■ **YOUR INSTRUCTIONS**: From the material below, copy word for word the part that opens with the line containing "point: tree bark" and closes with the line containing "Target: tree bark", leaving the pictures out.

■ **RECORDS PROVIDED**:
"""
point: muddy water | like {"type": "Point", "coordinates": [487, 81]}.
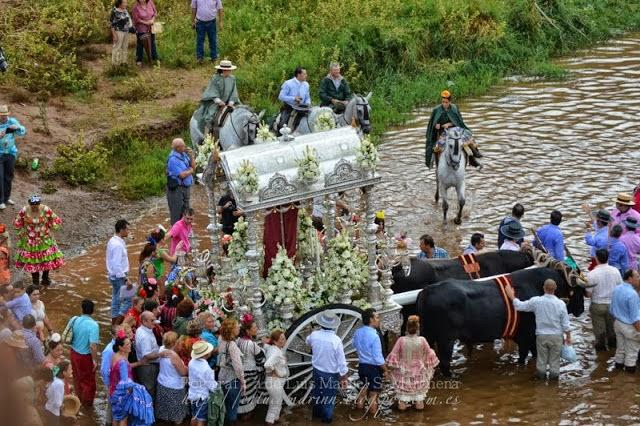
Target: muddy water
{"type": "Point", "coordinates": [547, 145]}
"""
"""
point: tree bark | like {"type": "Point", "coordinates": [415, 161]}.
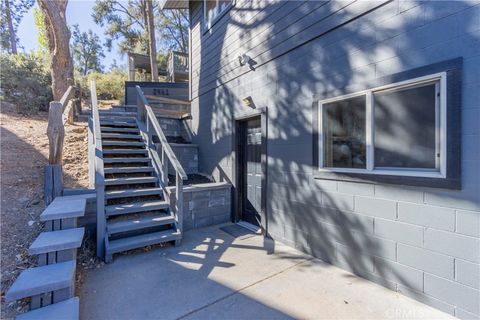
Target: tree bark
"""
"""
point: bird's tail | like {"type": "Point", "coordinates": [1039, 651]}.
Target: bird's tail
"""
■ **EXPECTED ANSWER**:
point: tree bark | like {"type": "Point", "coordinates": [415, 161]}.
Target: tree bark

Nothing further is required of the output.